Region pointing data
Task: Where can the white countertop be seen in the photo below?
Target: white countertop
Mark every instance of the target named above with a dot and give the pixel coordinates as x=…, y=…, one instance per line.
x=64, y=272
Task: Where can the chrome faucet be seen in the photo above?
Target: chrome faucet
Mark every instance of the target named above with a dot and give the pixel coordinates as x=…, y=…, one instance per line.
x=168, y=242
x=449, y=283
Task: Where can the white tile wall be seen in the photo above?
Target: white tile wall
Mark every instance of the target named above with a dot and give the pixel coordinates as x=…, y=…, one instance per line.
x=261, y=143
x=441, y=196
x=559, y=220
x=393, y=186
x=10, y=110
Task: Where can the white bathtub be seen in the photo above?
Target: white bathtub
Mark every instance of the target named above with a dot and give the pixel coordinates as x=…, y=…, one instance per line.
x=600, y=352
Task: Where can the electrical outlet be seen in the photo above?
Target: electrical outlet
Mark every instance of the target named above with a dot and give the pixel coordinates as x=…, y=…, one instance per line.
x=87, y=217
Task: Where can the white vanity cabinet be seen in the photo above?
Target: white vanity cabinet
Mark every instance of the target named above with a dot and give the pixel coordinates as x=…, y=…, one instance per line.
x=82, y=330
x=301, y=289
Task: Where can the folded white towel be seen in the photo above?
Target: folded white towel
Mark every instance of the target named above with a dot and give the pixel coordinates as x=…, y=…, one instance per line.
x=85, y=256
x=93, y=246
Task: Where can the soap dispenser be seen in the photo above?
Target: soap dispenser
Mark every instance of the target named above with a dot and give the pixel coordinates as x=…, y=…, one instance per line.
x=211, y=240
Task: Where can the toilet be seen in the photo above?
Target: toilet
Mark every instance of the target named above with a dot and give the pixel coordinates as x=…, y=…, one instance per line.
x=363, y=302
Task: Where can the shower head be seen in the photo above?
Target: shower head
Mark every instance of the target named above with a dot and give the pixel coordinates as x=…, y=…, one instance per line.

**Task prompt:**
Lines from the start of the records through the one containing "Target: chrome faucet" are what should be retyped, exactly and in full, both ends included.

**Exercise answer:**
Task: Where can the white countertop be seen in the photo below?
Target: white countertop
Mark every instance of the target named above with a dot and give the pixel coordinates as x=…, y=…, one instance per line.
x=64, y=272
Task: Where can the chrome faucet be seen in the photo above?
Target: chrome faucet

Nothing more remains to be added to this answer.